● WORK ITEM
Include no pictures. Output exactly the lines from the one that contains "mode = one_per_instance" through the final line of the entries.

● GIVEN DATA
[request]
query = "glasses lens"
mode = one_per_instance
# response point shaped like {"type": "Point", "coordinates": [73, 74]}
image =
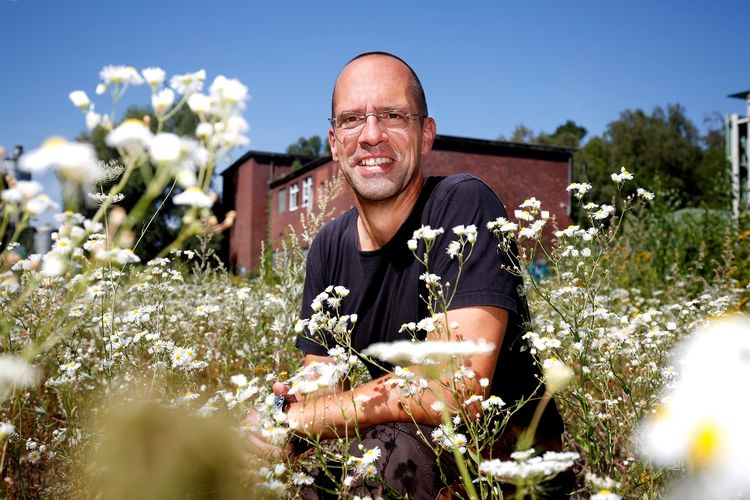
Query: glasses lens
{"type": "Point", "coordinates": [350, 121]}
{"type": "Point", "coordinates": [394, 119]}
{"type": "Point", "coordinates": [350, 124]}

● ANSWER BOX
mode = one_per_instance
# response point shaped like {"type": "Point", "coordinates": [73, 74]}
image =
Query: glasses lens
{"type": "Point", "coordinates": [350, 121]}
{"type": "Point", "coordinates": [394, 119]}
{"type": "Point", "coordinates": [350, 124]}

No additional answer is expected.